▸ **Data shown**
start

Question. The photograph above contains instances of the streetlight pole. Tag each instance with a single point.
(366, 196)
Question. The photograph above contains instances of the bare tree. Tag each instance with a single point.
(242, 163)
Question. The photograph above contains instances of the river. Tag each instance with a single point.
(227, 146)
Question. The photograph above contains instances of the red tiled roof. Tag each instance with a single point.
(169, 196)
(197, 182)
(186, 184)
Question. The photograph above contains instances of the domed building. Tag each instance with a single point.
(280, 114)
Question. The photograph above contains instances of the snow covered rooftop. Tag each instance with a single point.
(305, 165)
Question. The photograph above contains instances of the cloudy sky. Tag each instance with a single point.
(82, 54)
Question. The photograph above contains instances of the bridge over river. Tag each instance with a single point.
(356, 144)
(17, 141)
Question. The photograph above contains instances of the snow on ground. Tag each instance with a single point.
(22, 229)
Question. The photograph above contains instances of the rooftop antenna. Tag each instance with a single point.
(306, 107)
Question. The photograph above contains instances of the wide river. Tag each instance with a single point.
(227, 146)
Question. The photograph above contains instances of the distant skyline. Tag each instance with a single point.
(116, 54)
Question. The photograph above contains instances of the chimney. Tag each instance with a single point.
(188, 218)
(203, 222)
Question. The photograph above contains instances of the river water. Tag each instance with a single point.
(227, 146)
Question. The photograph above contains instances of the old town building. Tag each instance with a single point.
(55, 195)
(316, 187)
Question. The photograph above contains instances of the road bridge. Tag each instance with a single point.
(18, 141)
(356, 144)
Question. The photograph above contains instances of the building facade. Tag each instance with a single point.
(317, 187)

end

Reproduce the entire listing above line for line, with no changes.

Question. The photograph above contains instances of the streetlight pole. Tag each instance with a single point.
(366, 196)
Question. The photograph above contains instances of the bare tree. Tag each instance with a single point.
(242, 163)
Question. The photograph above contains instances of the river. Tag each instance with a single point.
(227, 146)
Question. The photograph above contains instances of the red tiled roof. Tag each instance with a single point.
(169, 196)
(197, 182)
(186, 184)
Question. The photograph above contains instances of the domed building. Tag each instance with a single point.
(280, 114)
Question. The photograph above contains instances of the snow covered rooftop. Tag each instance with a single point.
(305, 165)
Question. The photograph above contains instances of the cloudy sky. Tag each instance with a single point.
(82, 54)
Question. The photograph above contains instances of the bridge over river. Tag each instance with a single point.
(356, 144)
(17, 141)
Question. The photograph above contains instances of the snow on ground. Tag each instance with a single point.
(22, 229)
Question. The photograph above contains instances of the rooftop antenna. Tag each instance with a single point.
(306, 107)
Question. The photograph above contains instances of the wide river. Tag each instance with a single point.
(227, 146)
Question. The photograph above contains instances of the distant skyline. Tag each instance with a single point.
(116, 54)
Question. The photograph above contains instances of the chimney. Tag each instance with a single point.
(188, 218)
(203, 222)
Question. The photograph above contains instances of the river water. Tag each instance with a single point.
(227, 146)
Question. The photograph above contains instances of the old town building. Tag each instance with a single point.
(55, 195)
(316, 187)
Question. The photograph above contains instances of the road bridge. Tag each instance with a single point.
(18, 141)
(356, 144)
Question. The photograph above contains instances of the building facade. Tag each instance with a single point.
(317, 187)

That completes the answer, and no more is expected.